→ **LISTING**:

•••

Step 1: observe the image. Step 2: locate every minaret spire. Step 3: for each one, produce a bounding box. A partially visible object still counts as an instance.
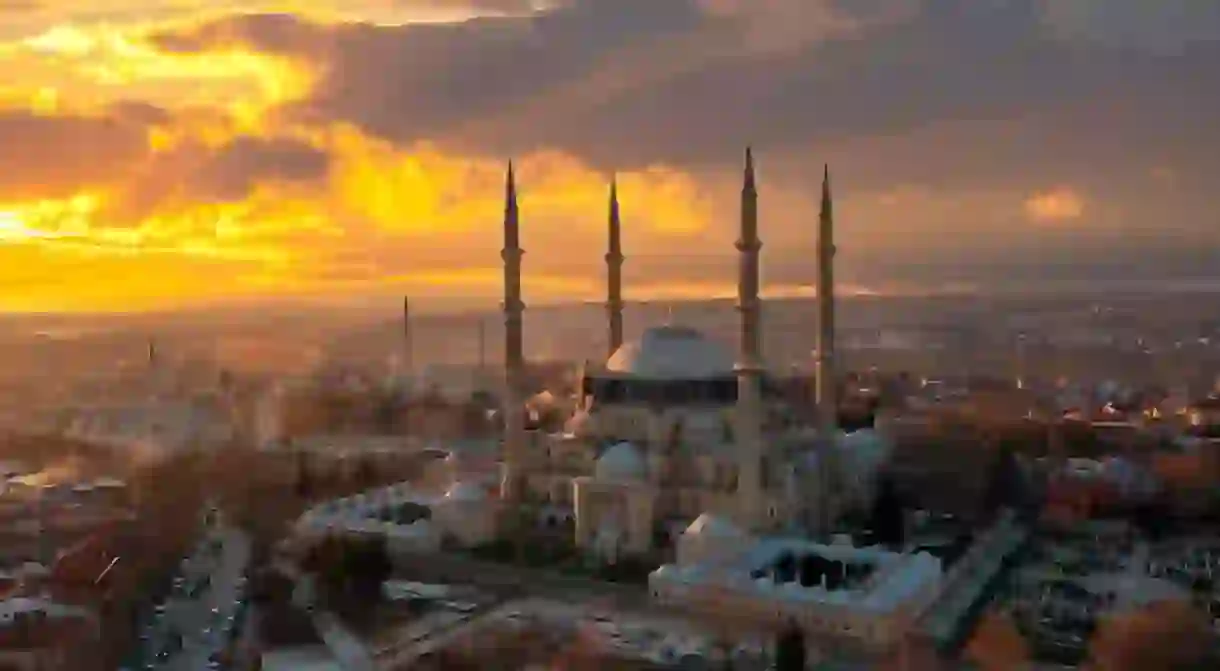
[500,161,526,500]
[815,165,838,531]
[606,177,623,356]
[736,148,764,528]
[403,296,415,379]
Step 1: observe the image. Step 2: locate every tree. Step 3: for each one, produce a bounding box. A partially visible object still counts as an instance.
[295,453,314,499]
[357,456,377,487]
[1089,601,1220,671]
[965,611,1030,671]
[775,551,797,582]
[775,622,805,671]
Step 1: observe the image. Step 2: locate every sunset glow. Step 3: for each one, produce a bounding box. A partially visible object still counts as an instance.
[0,0,1211,311]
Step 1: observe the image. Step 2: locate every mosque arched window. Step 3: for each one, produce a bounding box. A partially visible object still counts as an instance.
[669,418,683,449]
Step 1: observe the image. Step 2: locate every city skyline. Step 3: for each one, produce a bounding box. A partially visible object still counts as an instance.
[0,0,1220,311]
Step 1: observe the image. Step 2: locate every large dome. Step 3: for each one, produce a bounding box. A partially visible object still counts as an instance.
[593,443,648,482]
[606,326,733,379]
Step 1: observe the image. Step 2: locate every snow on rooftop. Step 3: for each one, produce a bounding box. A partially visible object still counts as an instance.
[650,538,942,612]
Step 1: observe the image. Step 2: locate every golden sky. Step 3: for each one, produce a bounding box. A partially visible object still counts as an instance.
[0,0,1215,311]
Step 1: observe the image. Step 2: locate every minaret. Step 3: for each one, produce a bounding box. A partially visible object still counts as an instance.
[606,179,623,356]
[815,166,838,531]
[500,161,526,500]
[734,149,764,528]
[403,296,415,379]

•••

→ **WHAT YOU NEED TO DO**: Rewrite the records above with "partially visible" changed to "partly visible" wherever it occurs, keeping everything else the same. Omit the pictures.

→ **THE ANSWER**:
Step 1: observe the image. Step 2: locate every minaret spire. Step 3: for each one, produce a bounding box. A partly visible object still counts as an instance.
[500,161,526,500]
[815,165,838,531]
[606,177,623,356]
[736,148,764,528]
[403,296,415,379]
Step 1: observe the image. Step 2: locate every tree. Step 3: for each one, produce a bounding box. A partly visible object still counts as an instance.
[295,453,314,499]
[357,456,377,487]
[1089,601,1220,671]
[965,611,1030,671]
[775,551,797,582]
[775,622,805,671]
Step 1: observe the image. Step 2: locate every sunset glow. Step 3: for each one, produce a bounding box. A partly visible object still counts as an instance.
[0,0,1211,311]
Step 1: observe the image. Step 2: locate every mosque arched window. Step 3: for each one, produce a bounding box. A partly visible object still counts as an instance.
[669,418,683,449]
Step 1: observe the image. Step 2: locate every city skyline. Step 3: for each one, produce a bounding box. A partly visible object still counts as an instance.
[0,0,1220,311]
Step 1: observe the image. Step 2: locate every large dome. Step 3: for each one, produce a bounding box. A partly visible object still counts as an instance.
[593,443,648,482]
[606,326,733,379]
Step 1: observe the image. Step 2: locate every snow on rooftop. Step 3: for each one, produce a bounding box. A partly visible object still counts as an instance.
[650,538,942,612]
Step 1: observe the image. Step 2: locate every golden sky. Step 3: for each one, produce a bounding box. A partly visible object still counts as an instance.
[0,0,1215,311]
Step 1: observe the image. Step 2: locate every minaret. Step 3: for each one, produce a bounding box. A partly visible object still counts as an instance.
[606,179,623,356]
[815,166,838,531]
[500,161,526,500]
[734,149,764,528]
[403,296,415,379]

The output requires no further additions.